#### What is being asked
Every record must be written out once more, with nothing added or omitted.

(Referring expression data)
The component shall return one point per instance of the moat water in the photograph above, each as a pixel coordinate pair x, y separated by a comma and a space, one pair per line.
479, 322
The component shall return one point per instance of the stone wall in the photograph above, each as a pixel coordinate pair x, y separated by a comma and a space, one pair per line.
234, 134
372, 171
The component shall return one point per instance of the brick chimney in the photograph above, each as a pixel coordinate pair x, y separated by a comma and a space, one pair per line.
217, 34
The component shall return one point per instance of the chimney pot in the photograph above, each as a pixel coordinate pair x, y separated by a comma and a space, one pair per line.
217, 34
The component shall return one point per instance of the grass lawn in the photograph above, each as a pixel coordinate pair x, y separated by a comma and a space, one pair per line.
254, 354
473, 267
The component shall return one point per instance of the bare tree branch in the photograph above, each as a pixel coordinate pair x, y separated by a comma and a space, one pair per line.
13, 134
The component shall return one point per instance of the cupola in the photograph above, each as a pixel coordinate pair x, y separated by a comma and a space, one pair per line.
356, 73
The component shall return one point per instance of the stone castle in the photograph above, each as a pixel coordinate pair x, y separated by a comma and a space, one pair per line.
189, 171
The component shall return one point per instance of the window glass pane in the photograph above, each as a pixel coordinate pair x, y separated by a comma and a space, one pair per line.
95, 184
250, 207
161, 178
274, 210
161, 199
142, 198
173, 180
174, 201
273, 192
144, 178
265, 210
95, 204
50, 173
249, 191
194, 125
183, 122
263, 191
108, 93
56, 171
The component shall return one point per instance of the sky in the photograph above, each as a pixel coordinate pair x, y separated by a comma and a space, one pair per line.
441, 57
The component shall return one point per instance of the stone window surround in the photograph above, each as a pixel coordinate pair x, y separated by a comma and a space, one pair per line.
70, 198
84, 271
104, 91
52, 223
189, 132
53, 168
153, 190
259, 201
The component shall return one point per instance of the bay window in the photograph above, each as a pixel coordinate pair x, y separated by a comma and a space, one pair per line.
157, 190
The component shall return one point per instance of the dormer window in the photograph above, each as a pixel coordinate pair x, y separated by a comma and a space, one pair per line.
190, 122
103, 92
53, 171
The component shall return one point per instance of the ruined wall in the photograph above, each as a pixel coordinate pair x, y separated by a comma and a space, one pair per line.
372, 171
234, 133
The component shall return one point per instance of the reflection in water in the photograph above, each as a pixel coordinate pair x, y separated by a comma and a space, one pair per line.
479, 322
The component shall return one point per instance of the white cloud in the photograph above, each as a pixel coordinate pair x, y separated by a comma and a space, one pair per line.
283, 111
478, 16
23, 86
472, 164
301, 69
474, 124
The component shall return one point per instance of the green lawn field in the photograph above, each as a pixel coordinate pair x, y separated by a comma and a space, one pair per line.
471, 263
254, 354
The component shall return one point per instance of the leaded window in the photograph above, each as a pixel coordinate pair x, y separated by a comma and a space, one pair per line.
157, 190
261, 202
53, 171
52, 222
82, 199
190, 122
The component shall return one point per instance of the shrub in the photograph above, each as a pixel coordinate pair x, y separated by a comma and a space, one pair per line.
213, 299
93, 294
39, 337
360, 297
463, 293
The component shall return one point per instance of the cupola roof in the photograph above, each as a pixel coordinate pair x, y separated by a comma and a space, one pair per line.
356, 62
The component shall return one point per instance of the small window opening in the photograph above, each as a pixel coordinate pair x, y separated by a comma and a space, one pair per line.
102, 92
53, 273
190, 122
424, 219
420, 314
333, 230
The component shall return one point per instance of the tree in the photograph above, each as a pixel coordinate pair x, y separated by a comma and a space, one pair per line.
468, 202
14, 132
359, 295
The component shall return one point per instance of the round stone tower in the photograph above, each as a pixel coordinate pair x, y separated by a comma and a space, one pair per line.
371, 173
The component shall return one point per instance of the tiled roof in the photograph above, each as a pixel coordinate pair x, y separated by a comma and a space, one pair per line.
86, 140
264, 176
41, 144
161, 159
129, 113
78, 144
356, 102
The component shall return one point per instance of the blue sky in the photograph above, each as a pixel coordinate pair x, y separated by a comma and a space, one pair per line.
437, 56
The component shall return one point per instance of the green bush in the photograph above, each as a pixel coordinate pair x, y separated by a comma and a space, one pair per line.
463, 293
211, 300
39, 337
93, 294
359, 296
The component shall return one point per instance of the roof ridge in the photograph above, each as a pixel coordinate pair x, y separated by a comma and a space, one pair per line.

#### Response area
The component shall return one point per instance of the moat water in the photograph above, each as a pixel coordinate pair x, y separated by a comma and a space, one pair per line.
479, 322
The component shall return one point per instance of the stone wall in the photograph above, each as a pixel coordinate pair x, y separated by a comma and a space, one pair per line.
234, 134
372, 171
The component shall return one point per instance of the brick chimney in the photograph above, each as a pixel coordinate pair x, y separated by a comma and a space, one pair per line.
217, 34
The component shall return one point per instance of the chimney pot in the photograph above, each as a pixel coordinate pair x, y separated by a comma and a space, one pair per line.
217, 34
The component shall return one point per instance of the grass lawn in the photograph above, each as a pixel coordinate pair x, y separated by a comma and a space, one pair per line.
254, 354
473, 267
The component shall return one point per instance of the bare tree branch in the photograph above, each as a pixel coordinate pair x, y separated by a comma and a space, one pair per line.
13, 134
The component shall return one point per instance of the cupola in the photograph above, each as a pixel coordinate pair x, y separated by a comma and a space, one pair per line.
356, 73
The component shall return one point per instance of the stone castle in the photograph above, each as a pixel coordinate pair x, y separated by a comma and a space, one pair per line.
189, 171
The component shall return one point per instance of the window glass pane in the photograph above, each as a pixel coordinate pair x, y separated by a comma and a space, one pair per line.
95, 184
250, 207
161, 178
274, 210
161, 199
142, 198
173, 180
174, 201
273, 192
144, 178
265, 210
95, 204
50, 173
249, 191
194, 125
183, 122
263, 191
108, 93
56, 171
The component shall return one point per instance of the sky in the photograph above, each as a pixel coordinate pair x, y separated by a comma and a space, one pair per line.
441, 57
The component shall return one point per instance of the stone window surround in the photograph above, each as a pixel coordinate pair x, y separated by a comma and a space, one pair per line.
70, 198
84, 271
104, 91
52, 223
189, 132
53, 168
153, 190
259, 201
The component shall return one point per instance of the bay window in the photograph above, each as a pixel coordinate pair x, y separated by a comma and a space, one pair per line.
157, 190
The component shall return one point per instance of the dormer window in the photograph above, each as a pixel coordinate pair x, y separated by a comma and a space, one pair per line.
190, 122
103, 92
53, 171
The component shall return one point per instance of the ruined wall in the photograph above, each as a pixel coordinate pair x, y separated by a comma and a space, one pair per line.
372, 171
234, 133
The component shall return one point per instance of the reflection in water in the photograph above, each as a pixel coordinate pair x, y separated by a comma and a space, one pair per line.
479, 322
The component shall return one point per instance of the white cloud in the photograph above, each as a pixel coordinate pair x, y separated by a comma and a space, one pair per line.
283, 111
478, 16
23, 86
472, 164
301, 69
474, 124
The component shall return one point per instance of the green lawn field in the photograph above, each as a pixel coordinate pair x, y separated by a comma and a space, one pair per line.
471, 263
254, 354
The component shall return one point per instance of the leaded window in the photograph above, each as a pixel coordinate pair x, y separated by a comma and a space, one pair per line.
157, 190
261, 202
53, 171
52, 222
82, 199
190, 122
The component shall return one point per instance of the shrub in the photograph above, each as a pixel coordinate pair x, y separated by a comma and a space, one pair per line.
213, 299
93, 294
39, 337
360, 297
463, 293
The component shall return one point per instance of the cupola roof in the photograph above, each as a pixel coordinate pair x, y separated by a comma and a space, one pair per line.
356, 62
The component shall return one point per instance of the small window opening in the photograph above, each as a pixel coordinate pair x, y separated by a comma and a space, one pair per line.
102, 92
53, 273
190, 122
424, 219
420, 314
333, 230
The component shall return one point per instance of the tree in the photograph above, each as a pixel coordinate pair x, y separated by a comma and a space, one pair per line.
468, 202
14, 132
359, 295
The component shall return one point per instance of the round stone tower in the photograph above, each as a pixel coordinate pair x, y separated by a comma and a space, one pair per line.
371, 173
The component shall return one point per instance of the tiled roof in the photograph above, each as a pixel coordinate pair x, y separated by a comma and a space, one pair per line.
86, 140
264, 176
41, 144
161, 159
129, 113
78, 144
356, 102
The component shall return one point per instance of the blue sky in the photograph above, each as a pixel coordinate pair x, y separated by a comma and a space, one pair per line.
437, 56
The component shall return one point per instance of the green bush in the photograph above, each as a pixel coordinate pair x, y separated by a comma and a space, one pair per line.
463, 293
211, 300
39, 337
93, 294
359, 296
The component shall return one point per instance of the roof ridge in the photograph above, each as a pixel coordinate pair x, y separated by a comma and a space, one pair per line.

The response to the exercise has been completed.